(Saved entries)
——————

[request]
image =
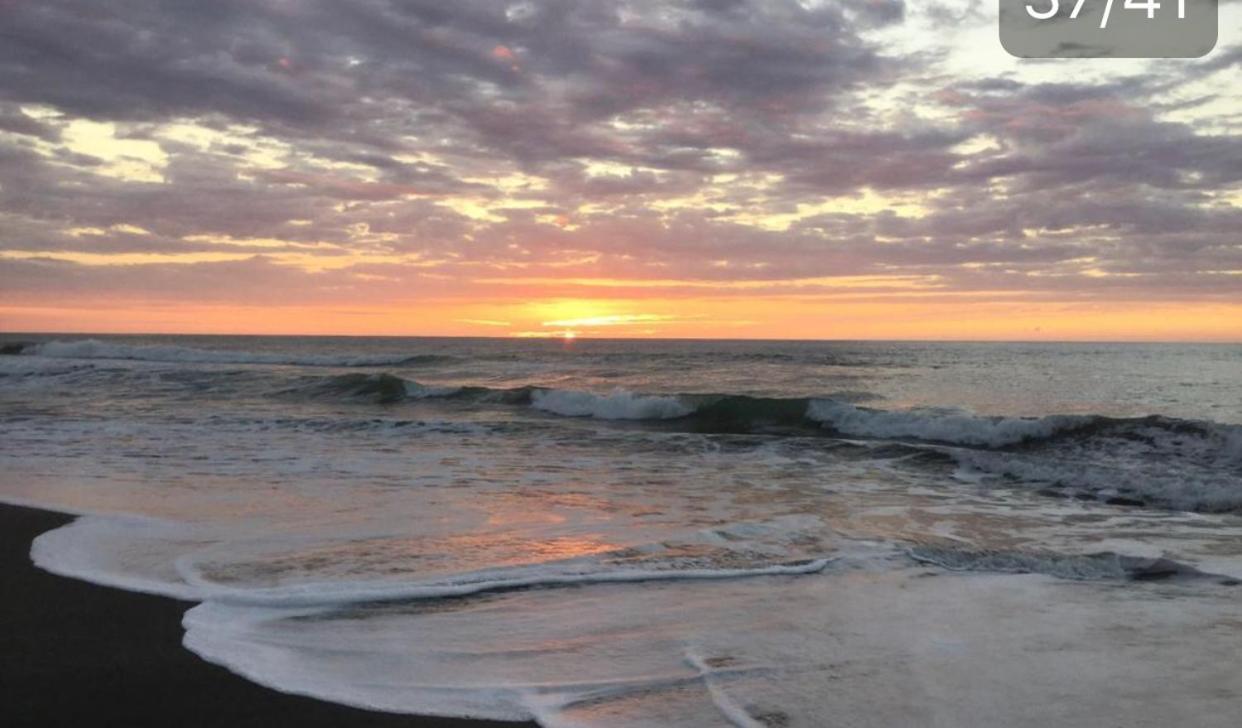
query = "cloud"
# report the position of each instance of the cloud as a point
(388, 149)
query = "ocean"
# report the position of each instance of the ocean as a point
(661, 532)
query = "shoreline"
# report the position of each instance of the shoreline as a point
(76, 654)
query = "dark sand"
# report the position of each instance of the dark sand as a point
(75, 654)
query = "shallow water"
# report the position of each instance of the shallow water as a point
(661, 533)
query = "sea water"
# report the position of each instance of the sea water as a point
(661, 533)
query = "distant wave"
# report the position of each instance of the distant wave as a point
(617, 405)
(98, 349)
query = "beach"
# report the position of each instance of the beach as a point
(620, 534)
(75, 654)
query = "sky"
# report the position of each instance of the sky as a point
(607, 168)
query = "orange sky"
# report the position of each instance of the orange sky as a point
(759, 318)
(755, 169)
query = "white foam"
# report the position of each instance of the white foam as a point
(337, 593)
(937, 426)
(132, 553)
(416, 390)
(617, 405)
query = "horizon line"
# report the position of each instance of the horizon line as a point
(590, 338)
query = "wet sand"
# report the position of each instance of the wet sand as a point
(75, 654)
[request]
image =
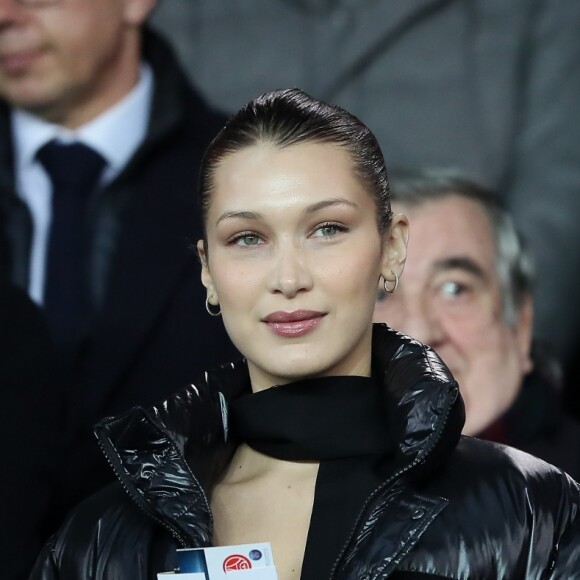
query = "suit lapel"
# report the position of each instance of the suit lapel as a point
(152, 258)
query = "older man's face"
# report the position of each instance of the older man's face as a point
(449, 297)
(69, 55)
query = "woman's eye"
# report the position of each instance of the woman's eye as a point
(329, 230)
(245, 240)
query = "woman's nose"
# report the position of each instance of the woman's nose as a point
(290, 273)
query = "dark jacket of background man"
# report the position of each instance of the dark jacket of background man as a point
(149, 331)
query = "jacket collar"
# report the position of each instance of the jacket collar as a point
(147, 447)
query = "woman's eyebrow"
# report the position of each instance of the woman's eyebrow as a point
(248, 215)
(329, 203)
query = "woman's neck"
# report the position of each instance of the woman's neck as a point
(248, 464)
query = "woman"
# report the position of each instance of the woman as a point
(336, 442)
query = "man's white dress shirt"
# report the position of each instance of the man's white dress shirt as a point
(115, 135)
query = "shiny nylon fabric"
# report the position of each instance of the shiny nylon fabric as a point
(447, 509)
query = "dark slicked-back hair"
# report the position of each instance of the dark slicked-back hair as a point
(289, 117)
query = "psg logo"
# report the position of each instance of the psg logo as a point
(236, 562)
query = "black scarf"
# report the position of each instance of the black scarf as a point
(340, 422)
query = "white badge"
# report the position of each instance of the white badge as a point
(243, 562)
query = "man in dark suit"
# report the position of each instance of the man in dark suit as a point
(110, 264)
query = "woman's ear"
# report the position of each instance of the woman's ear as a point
(206, 278)
(395, 248)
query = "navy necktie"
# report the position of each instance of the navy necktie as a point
(74, 170)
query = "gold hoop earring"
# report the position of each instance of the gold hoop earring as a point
(390, 291)
(209, 311)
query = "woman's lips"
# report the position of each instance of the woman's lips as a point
(291, 324)
(18, 62)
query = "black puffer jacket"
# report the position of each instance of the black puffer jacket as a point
(451, 507)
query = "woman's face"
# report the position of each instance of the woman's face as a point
(294, 256)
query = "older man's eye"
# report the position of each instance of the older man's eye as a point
(452, 289)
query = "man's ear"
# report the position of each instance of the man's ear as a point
(206, 278)
(395, 248)
(137, 11)
(524, 332)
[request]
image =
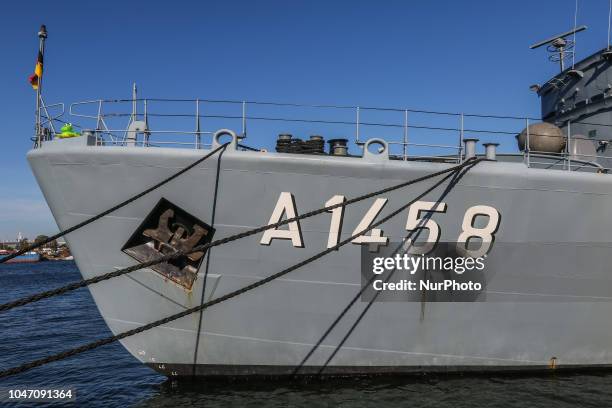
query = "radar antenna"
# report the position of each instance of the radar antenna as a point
(559, 46)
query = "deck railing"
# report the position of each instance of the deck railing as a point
(410, 133)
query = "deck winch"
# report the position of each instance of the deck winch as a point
(543, 137)
(286, 143)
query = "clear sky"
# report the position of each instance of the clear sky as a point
(469, 56)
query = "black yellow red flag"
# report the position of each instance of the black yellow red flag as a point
(37, 75)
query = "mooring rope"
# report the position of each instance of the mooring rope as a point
(98, 343)
(165, 258)
(456, 177)
(112, 209)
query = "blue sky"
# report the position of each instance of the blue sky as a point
(469, 56)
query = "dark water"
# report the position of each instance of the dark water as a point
(110, 376)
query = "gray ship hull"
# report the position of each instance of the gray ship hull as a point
(269, 331)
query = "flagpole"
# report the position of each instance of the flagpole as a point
(42, 36)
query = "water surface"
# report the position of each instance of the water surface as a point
(109, 376)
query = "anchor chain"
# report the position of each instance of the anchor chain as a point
(98, 343)
(112, 209)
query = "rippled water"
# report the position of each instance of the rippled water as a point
(110, 376)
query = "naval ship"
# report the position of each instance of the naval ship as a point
(541, 207)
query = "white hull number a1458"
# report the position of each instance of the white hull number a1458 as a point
(485, 235)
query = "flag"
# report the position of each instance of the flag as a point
(36, 77)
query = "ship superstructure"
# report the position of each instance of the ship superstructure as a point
(547, 204)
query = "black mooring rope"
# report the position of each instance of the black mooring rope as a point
(186, 312)
(112, 209)
(457, 177)
(85, 282)
(418, 229)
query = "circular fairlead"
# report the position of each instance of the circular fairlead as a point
(220, 137)
(376, 149)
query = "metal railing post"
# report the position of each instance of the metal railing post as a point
(460, 154)
(244, 119)
(146, 120)
(198, 134)
(357, 126)
(527, 149)
(567, 147)
(405, 144)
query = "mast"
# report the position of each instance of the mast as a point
(42, 36)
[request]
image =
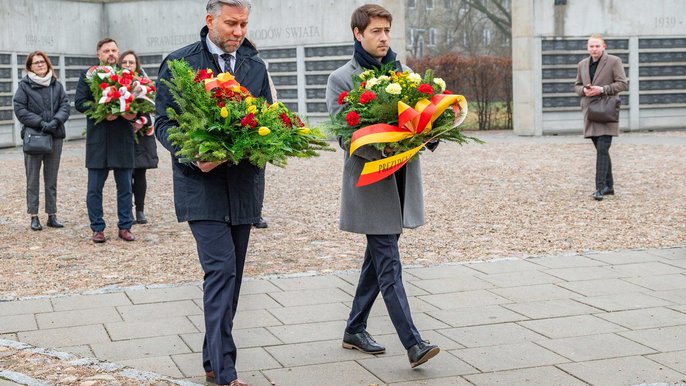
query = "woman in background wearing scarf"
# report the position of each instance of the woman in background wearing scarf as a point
(41, 104)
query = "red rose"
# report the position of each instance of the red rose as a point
(342, 96)
(353, 118)
(286, 120)
(202, 75)
(425, 89)
(248, 120)
(367, 97)
(125, 81)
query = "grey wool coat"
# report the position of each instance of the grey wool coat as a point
(373, 209)
(610, 75)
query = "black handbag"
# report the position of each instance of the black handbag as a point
(36, 142)
(604, 109)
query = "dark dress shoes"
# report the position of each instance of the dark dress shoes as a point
(261, 224)
(53, 222)
(140, 217)
(98, 237)
(422, 352)
(126, 235)
(362, 341)
(35, 223)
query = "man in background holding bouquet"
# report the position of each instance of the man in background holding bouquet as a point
(380, 210)
(109, 145)
(219, 200)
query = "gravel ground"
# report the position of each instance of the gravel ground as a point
(513, 196)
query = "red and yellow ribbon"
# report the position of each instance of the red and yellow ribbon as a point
(411, 121)
(223, 80)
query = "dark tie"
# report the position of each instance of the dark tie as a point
(227, 58)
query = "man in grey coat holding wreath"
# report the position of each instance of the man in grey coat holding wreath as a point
(380, 210)
(598, 76)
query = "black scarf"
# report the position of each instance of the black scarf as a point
(367, 61)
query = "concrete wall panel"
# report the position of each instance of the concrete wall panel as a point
(51, 26)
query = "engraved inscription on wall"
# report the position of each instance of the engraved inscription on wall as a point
(289, 34)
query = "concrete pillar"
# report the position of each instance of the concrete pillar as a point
(633, 75)
(300, 68)
(14, 66)
(526, 52)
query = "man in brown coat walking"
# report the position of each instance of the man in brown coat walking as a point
(599, 76)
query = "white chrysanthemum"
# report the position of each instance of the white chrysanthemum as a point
(414, 78)
(441, 83)
(394, 88)
(371, 83)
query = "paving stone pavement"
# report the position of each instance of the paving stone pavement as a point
(610, 318)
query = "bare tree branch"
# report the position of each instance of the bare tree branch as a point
(502, 19)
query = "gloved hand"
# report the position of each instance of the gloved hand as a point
(49, 127)
(54, 124)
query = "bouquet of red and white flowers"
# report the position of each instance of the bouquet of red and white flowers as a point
(398, 113)
(219, 120)
(118, 92)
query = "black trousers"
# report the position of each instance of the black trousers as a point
(603, 164)
(382, 272)
(139, 185)
(221, 249)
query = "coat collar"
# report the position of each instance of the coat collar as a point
(244, 52)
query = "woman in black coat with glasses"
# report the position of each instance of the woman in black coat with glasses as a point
(40, 103)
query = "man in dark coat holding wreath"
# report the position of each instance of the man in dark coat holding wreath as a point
(109, 146)
(219, 200)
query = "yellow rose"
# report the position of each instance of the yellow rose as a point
(414, 78)
(263, 131)
(224, 77)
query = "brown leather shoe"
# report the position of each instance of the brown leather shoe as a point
(126, 235)
(98, 237)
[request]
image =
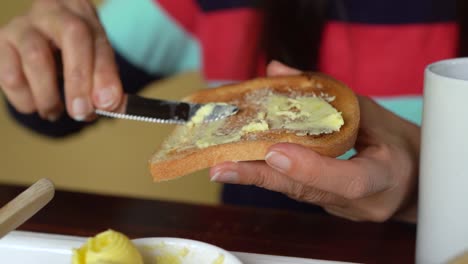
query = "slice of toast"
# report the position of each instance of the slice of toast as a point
(248, 134)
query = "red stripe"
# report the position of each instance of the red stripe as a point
(230, 41)
(183, 12)
(385, 60)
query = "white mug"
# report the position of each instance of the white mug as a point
(442, 230)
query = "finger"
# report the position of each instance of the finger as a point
(259, 174)
(39, 68)
(276, 68)
(12, 79)
(107, 89)
(75, 39)
(353, 179)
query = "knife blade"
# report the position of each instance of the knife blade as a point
(166, 112)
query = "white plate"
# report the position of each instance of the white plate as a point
(182, 251)
(38, 248)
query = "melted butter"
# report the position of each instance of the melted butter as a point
(299, 114)
(201, 114)
(309, 115)
(107, 247)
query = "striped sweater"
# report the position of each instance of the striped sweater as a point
(379, 48)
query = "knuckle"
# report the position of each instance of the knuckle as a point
(76, 75)
(298, 192)
(379, 215)
(11, 79)
(76, 27)
(357, 188)
(26, 108)
(44, 4)
(35, 51)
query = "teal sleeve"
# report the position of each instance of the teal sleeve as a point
(148, 37)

——————

Required action » Produce an exact copy of the lines from the line with "glasses as a point" through the last line of the data above, both ends included. No pictures belong in it.

Answer space »
# report the position of each instance of the woman in black coat with glasses as a point
(40, 103)
query = "man in dark coat holding wreath"
# report the position of each instance of the man in dark coat holding wreath as a point
(109, 146)
(219, 200)
query = "yellow rose"
# report the position of each instance of the yellow rose as a point
(414, 78)
(263, 131)
(224, 77)
query = "brown leather shoe"
# report the position of each instance of the brown leather shoe as a point
(126, 235)
(98, 237)
[request]
image =
query = "slice of toast"
# report the position of each instance of the slice of toast as a point
(248, 134)
query = "red stripe"
# report the position of each instance of the red stripe as a point
(230, 41)
(183, 12)
(385, 60)
query = "white mug"
# report the position of each instance of the white mug as a point
(442, 230)
query = "finger"
# report the position of each instance of the finger as a point
(259, 174)
(39, 68)
(276, 68)
(12, 79)
(107, 89)
(75, 39)
(353, 179)
query = "knife blade"
# report the position of each instance of the knife blade as a point
(166, 112)
query = "white plate"
# report the position of each instance of the white plate as a point
(182, 251)
(38, 248)
query = "melted butter"
# report the position of each instance of the melted butter as a point
(299, 114)
(201, 114)
(309, 115)
(107, 247)
query = "striped sweater"
# report the position of each instance of the striped sweater as a point
(379, 48)
query = "knuckle"
# report the position of each instance of the knuckle as a point
(76, 75)
(298, 192)
(379, 215)
(11, 79)
(76, 27)
(357, 188)
(26, 108)
(44, 4)
(35, 51)
query = "teal sleeve"
# report the position of each instance of the teal sleeve as a point
(148, 37)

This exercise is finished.